■ The problem ■
Rewrite the listing below, putting "Practice card" in place of every occurrence of "Challenge card" and keeping everything else the same.

■ Input for this task ■
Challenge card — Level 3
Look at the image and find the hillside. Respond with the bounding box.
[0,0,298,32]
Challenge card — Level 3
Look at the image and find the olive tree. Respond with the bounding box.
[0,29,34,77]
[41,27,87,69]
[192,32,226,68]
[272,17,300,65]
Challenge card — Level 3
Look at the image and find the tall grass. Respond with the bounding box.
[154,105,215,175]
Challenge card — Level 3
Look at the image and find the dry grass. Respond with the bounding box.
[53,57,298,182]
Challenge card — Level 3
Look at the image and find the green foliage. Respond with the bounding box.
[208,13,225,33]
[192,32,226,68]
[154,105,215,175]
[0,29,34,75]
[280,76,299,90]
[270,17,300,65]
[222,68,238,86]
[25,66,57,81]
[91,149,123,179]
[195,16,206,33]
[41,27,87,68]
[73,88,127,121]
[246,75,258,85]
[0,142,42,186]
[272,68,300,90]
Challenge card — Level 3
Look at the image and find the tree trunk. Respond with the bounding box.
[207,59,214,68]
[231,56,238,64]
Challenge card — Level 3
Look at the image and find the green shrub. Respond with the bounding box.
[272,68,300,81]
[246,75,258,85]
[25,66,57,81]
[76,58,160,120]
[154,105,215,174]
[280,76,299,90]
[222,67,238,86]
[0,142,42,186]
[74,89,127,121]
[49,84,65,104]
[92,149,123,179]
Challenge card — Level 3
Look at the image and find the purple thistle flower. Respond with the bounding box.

■ Expected answer ■
Practice card — Level 3
Look at the image and find the hillside. Respond with the bounding box.
[0,0,298,32]
Practice card — Level 3
Look at the image and find the olive tree. Respond with the bounding box.
[0,29,34,77]
[41,27,87,69]
[192,32,226,68]
[272,17,300,65]
Practice card — Level 3
Look at the image and find the tall grass. Respond with the bounding box.
[154,105,215,175]
Practice card — Level 3
Look at the image and find the dry grass. Respond with the bounding box.
[53,57,298,182]
Practice card — Level 3
Look at the image and find the green foliage. Respond with the bounding box.
[208,13,225,33]
[192,32,226,68]
[154,105,215,175]
[0,29,34,75]
[280,76,299,90]
[270,17,300,65]
[222,68,238,86]
[25,66,57,81]
[91,149,123,179]
[195,16,206,33]
[41,27,87,68]
[73,88,127,121]
[246,75,258,85]
[0,142,42,186]
[272,68,300,90]
Practice card — Level 3
Look at the image and find the tree trunk. Respond with the bounding box.
[207,59,214,68]
[231,56,238,64]
Practice card — Level 3
Look at the image and find the green shrub. Respond with the bounding box.
[272,68,300,81]
[246,75,258,85]
[25,66,57,81]
[76,58,160,120]
[154,105,215,174]
[280,76,299,90]
[222,67,238,86]
[0,142,42,186]
[74,89,127,121]
[49,84,65,104]
[92,149,123,179]
Practice card — Level 3
Look at the image and find the purple thistle flower. Respond with the bounding box.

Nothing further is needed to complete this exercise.